[start]

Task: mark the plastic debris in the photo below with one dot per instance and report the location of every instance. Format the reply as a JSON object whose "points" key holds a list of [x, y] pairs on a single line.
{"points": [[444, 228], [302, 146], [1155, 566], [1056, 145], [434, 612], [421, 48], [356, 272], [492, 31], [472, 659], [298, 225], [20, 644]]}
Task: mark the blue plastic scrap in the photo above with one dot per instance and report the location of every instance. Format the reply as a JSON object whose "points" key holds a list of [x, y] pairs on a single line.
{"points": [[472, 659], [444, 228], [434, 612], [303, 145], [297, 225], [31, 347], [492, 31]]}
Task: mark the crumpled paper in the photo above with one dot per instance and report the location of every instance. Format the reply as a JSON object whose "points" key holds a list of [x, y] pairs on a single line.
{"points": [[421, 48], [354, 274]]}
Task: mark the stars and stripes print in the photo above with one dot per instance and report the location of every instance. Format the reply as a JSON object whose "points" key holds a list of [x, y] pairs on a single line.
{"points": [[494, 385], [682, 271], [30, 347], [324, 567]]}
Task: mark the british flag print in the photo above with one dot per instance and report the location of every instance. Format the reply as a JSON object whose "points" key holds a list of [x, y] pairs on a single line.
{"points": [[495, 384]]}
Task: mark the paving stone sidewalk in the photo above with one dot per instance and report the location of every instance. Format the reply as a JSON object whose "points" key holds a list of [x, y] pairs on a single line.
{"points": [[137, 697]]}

[end]

Reproduce the entire listing above verbatim, line for line.

Task: mark the plastic debris in the photo below with one dot per instance and report the location of every instance. Format the reply as a JSON object whose "points" key holds a list of [x, y] pairs on a single line.
{"points": [[444, 228], [302, 146], [1155, 566], [1056, 145], [434, 612], [421, 48], [356, 272], [492, 31], [472, 659], [298, 225], [20, 644]]}
Task: mark the blue plastic scrap in the photo above with one dot per instance and report the location of every instance. Format the reply as a JSON object whose "points" key holds a list of [x, y] pairs on a single line.
{"points": [[472, 659], [444, 228], [434, 612], [303, 145], [297, 225], [31, 347], [492, 31]]}
Task: mark the crumpled paper in the photo above with one dot per instance and report the location of every instance. Format the reply as a JSON object whose "points" key holds a list of [x, y] pairs on a single line.
{"points": [[421, 48], [354, 274]]}
Task: mark the stars and stripes print in the photo above with one dot per instance and report the location of every instance. Format the reply as a JSON object whose "points" key holds a list of [x, y] pairs on a single line.
{"points": [[494, 385], [682, 271], [30, 347], [324, 567]]}
Task: mark the british flag print in the photo above with one dot per instance and report the location of every instance. Format the reply as a JSON object whose "points" key holds a list of [x, y] pairs on a single line.
{"points": [[495, 384]]}
Task: mark the paving stone sidewalk in the photo above with one dot per instance and report the location of every instance. Format the reply as a JSON object whose "points" key holds a list of [x, y] pairs on a single line.
{"points": [[137, 697]]}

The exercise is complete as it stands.